▸ Source document
===
The biggest offender is the Mariners, likely due to Robbie Cano (who would want THAT contract…oh wait….thanks a lot Brodie). Lucky for the Mets, Cano’s contract is actually off the books this year; never has any fan base been so happy to have a star player nabbed for PEDs.
The Mets (LFGM!) and Jays aren’t too bad but should be looking to improve their spending. The Nationals and Cubs are actually doing pretty well. The Cubs are right on the mark actually and the Nats are very close. Overall, this group is good but not great.
Getting on Base
Similar to the last group, there are teams here that are pretty close to where they should be, others not so much. Again, no team’s win rank is better than their payroll telling me they can all be looking to get better returns on their spending. Only the Cards rank in the top 10 in spending, but they are also the only team in this group that seems to be getting decent returns as their win rank is a match.
The Phillies have ramped up their spending in recent years, but have drastically underperformed (that’s clown spending bro). The other teams just haven’t been very good. Each has a star player or two, but not enough of a core group of cheap young talent (this is where you find value in MLB) to really become a contender.
Extra Base Hits
Ok, here we go. This is the group where we finally start seeing the power of finding value instead of just flat-out spending. Only the Astros are above average, barely, in spending, and all except for the Padres, who are still close, own a better win rank than payroll rank.
Simply being smart with your money doesn’t automatically translate to success as the Padres and ChiSox still rank very low in wins, but it mostly correlates with their spending, meaning they are still getting about what you want from their players.
===
▸ Jobs
- A) For each statement below, say whether it agrees with the passage on baseball payroll and wins. Answer yes or no, and quote the words from the passage that decide it.
(i) The Cubs' win rank matches their spending.
(ii) The Cardinals are in the top 10 in spending.
(iii) The Astros spend far above average.
- B) Answer these questions from the passage on baseball payroll and wins.
(i) Which team is named the biggest offender?
(ii) Which team has ramped up its spending in recent years but drastically underperformed?
(iii) In the "Extra Base Hits" group, which team does not own a better win rank than payroll rank?
- C) Continue the passage on baseball payroll and wins, starting after its final sentence.
===
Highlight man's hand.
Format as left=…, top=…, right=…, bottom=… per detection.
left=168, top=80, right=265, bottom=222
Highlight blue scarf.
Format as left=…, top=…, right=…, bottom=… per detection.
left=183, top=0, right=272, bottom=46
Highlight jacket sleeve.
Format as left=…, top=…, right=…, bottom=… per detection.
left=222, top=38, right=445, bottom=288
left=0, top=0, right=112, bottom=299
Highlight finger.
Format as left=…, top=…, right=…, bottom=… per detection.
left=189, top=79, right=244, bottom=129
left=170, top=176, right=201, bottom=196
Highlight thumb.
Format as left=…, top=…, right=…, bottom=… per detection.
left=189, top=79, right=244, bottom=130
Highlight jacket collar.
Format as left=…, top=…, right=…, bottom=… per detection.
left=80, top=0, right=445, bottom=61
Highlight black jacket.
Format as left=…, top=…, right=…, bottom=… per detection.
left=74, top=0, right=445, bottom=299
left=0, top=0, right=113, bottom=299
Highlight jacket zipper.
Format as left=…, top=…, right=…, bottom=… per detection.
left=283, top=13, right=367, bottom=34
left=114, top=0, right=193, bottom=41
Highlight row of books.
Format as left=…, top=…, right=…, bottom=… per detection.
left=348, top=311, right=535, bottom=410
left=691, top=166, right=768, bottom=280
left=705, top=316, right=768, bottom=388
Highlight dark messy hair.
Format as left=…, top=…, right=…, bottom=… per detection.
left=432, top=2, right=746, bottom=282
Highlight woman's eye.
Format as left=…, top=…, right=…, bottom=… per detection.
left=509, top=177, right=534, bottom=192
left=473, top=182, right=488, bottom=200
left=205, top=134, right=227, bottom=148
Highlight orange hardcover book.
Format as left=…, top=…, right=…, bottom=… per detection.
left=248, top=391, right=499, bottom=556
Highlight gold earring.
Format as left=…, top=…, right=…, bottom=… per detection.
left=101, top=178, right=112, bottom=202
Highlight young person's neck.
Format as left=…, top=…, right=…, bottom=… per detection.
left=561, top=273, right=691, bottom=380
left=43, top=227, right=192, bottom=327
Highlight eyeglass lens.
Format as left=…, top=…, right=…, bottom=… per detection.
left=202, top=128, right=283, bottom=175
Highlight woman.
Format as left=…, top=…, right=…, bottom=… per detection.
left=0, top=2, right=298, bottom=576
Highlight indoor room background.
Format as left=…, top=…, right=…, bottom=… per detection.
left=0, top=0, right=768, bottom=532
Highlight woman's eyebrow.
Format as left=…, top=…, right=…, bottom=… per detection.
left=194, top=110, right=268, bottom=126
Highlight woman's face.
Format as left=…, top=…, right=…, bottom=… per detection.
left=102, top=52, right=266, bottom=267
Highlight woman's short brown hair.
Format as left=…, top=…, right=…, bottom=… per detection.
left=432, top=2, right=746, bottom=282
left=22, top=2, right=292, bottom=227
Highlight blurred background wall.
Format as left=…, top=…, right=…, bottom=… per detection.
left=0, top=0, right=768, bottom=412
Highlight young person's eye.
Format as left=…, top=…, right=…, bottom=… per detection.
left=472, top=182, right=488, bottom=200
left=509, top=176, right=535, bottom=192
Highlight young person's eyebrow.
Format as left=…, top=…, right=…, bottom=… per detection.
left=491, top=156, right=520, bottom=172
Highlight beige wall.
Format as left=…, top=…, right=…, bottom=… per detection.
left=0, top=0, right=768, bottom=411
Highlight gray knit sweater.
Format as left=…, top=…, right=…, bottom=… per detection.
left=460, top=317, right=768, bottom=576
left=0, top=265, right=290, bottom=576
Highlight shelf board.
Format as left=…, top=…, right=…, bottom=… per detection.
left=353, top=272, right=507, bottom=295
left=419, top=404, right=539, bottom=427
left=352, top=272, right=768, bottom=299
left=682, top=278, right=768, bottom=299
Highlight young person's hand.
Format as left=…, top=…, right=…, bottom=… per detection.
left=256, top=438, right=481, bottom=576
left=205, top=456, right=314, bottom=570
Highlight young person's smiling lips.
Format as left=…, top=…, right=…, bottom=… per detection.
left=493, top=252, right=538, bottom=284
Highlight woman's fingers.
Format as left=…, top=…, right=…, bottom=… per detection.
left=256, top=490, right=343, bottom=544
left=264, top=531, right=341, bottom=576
===
▸ Responses to the tasks
- A)
(i) Yes: "The Cubs are right on the mark actually"
(ii) Yes: "Only the Cards rank in the top 10 in spending"
(iii) No: "Only the Astros are above average, barely, in spending"

- B)
(i) The Mariners
(ii) The Phillies
(iii) The Padres

- C)
The big one to notice here is the Astros. Now, they didn’t happen to get lucky with a ton of good contracts. The Astros spent years losing 100+ games and accumulating high draft picks. Once many of these players made it to the big leagues, they were studs and were making next to nothing, at least in baseball terms.
Add a few high-priced vets, like Justin Verlander and you have a recipe for success. With a mix of good player value (young studs) and big investments in free agency (Verlander and others), the Astros have found the perfect mix for success.
Knocking It Out of the Park
Now we have my favorite group, the most frugal of them all. We see here again teams that are able to construct a good roster without breaking the bank, that’s a home run to me. None rank higher than 21st on payroll, but there are three in the top 10 of wins with the Brewers knocking on the door. The Marlins and Pirates have been stripped down in recent years making it tough to win, but let’s look at the others.
The Indians, A’s, and Rays all have HUGE returns here. Each is a small market team and has been able to perfect the art of grooming homegrown talent and finding value in many players that other teams threw to the scrap heap. The A’s even had a movie with Brad Pitt in it made about their frugalness (that’s the dream baby!).
Each has a much higher win rank than payroll showing that even the little guy can succeed by using what’s at their disposal. They don’t go chasing big FA or hand out giant contracts just because they can. Each has done it in their own way, but they have all found great success in finding value instead of spending.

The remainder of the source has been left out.